■ Text to read ■
==*==

Pre-draft measurables
| Height | Weight | Arm length | Hand span | Wingspan | 40-yard dash | 20-yard shuttle | Broad jump |
| 6 ft 2+1⁄2 in (1.89 m) | 209 lb (95 kg) | 32+1⁄4 in (0.82 m) | 9 in (0.23 m) | 6 ft 6+1⁄2 in (1.99 m) | 4.70 s | 4.25 s | 9 ft 7 in (2.92 m) |
All values from Pro Day

===Detroit Lions===
Surratt signed with the Detroit Lions as an undrafted free agent on May 3, 2021. He was waived on August 31, 2021 and re-signed to the practice squad the next day. He was released on September 15, 2021.

===Birmingham Stallions===
On March 10, 2022, Surratt was drafted by the Birmingham Stallions of the United States Football League (USFL). He was transferred to the team's practice squad on April 14, 2022, and remained on the inactive roster on April 22. He was moved to the active roster on May 6, and to the inactive roster again on May 14 with a hip flexor. He was moved back to the active roster on May 20.

===Los Angeles Chargers===
On July 31, 2022, Surratt signed with the Los Angeles Chargers. He was waived with an injury settlement on August 30, 2022.

==*==

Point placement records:
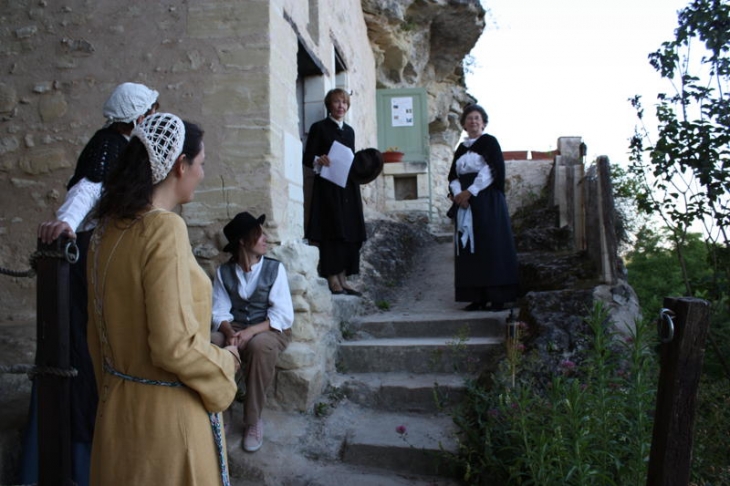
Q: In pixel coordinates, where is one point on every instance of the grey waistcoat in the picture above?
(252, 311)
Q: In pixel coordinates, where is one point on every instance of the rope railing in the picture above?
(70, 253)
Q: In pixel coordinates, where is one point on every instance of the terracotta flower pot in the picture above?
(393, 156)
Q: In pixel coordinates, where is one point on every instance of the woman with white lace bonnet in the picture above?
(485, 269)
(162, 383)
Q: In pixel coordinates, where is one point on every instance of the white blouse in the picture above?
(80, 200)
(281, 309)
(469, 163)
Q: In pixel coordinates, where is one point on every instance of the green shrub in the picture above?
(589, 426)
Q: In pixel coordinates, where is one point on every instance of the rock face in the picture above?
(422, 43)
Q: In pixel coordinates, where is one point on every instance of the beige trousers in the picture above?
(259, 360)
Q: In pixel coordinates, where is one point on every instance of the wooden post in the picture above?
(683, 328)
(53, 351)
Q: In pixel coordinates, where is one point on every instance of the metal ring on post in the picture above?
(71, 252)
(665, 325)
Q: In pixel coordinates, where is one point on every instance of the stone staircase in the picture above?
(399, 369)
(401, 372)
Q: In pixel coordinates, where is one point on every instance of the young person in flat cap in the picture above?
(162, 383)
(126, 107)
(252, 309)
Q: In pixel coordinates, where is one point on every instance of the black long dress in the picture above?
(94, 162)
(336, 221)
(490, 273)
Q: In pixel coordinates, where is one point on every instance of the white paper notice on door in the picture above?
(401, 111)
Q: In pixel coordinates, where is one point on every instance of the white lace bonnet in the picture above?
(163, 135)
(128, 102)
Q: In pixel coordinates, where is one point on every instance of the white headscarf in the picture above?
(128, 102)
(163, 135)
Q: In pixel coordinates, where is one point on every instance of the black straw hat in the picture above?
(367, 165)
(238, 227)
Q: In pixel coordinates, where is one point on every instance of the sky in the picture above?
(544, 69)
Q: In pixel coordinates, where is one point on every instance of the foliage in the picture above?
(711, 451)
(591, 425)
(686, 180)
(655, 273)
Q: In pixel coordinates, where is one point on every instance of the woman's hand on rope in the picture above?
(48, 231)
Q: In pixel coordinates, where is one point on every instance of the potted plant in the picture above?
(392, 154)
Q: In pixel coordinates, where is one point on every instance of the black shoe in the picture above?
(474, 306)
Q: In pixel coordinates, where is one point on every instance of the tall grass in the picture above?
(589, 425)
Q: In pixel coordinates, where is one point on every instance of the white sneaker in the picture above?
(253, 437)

==*==

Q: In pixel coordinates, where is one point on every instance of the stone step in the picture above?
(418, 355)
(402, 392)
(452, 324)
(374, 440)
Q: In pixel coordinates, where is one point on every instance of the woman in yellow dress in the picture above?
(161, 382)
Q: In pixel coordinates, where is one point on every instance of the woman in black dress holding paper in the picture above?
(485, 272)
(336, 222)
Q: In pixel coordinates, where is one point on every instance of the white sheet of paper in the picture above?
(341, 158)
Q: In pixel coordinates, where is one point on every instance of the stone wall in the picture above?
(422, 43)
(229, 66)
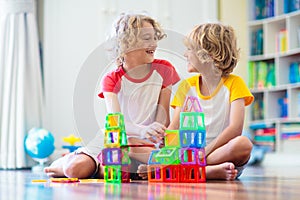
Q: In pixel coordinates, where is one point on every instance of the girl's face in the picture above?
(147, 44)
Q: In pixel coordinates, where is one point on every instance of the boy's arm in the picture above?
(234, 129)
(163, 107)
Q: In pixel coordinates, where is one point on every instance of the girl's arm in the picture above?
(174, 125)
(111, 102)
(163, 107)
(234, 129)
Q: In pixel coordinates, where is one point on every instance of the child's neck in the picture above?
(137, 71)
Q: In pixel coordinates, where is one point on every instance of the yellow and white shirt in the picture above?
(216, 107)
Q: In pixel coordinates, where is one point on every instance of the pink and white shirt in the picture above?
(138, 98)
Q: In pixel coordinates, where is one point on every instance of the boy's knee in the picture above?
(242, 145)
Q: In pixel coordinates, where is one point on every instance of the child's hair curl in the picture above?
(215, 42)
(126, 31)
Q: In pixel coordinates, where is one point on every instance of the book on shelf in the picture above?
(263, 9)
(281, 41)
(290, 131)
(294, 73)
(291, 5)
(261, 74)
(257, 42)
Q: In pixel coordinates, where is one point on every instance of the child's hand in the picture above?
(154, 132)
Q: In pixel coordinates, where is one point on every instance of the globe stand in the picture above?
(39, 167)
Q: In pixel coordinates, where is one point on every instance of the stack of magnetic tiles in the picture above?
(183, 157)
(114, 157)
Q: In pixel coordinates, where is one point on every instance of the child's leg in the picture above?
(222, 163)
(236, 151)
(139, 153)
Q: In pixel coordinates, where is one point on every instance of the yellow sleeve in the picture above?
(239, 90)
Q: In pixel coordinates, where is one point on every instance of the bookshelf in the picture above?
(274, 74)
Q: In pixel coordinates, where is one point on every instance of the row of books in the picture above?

==*==

■ Problem A ■
According to the passage about Surratt's football career, on what date did he sign with the Los Angeles Chargers?
■ Problem B ■
Write the next part of the passage about Surratt's football career, starting after its final sentence.
These point placement records are separate material from the passage about Surratt's football career.

■ Exercise output A ■
July 31, 2022.

■ Exercise output B ■
===New Orleans Breakers===
On February 15, 2023, Surratt signed with the New Orleans Breakers of the USFL. The Breakers folded when the XFL and USFL merged to create the United Football League (UFL).

=== Memphis Showboats ===
On January 5, 2024, Surratt was drafted by the Memphis Showboats during the 2024 UFL dispersal draft. His contract was terminated on August 20, 2024, to sign with an NFL team.

===Arizona Cardinals===
On August 21, 2024, Surratt signed with the Arizona Cardinals. He was waived/injured on August 27, 2024.

==Personal life==
Surratt's older brother, Chazz Surratt, played linebacker at North Carolina, and was drafted by the Minnesota Vikings in the 2021 NFL draft.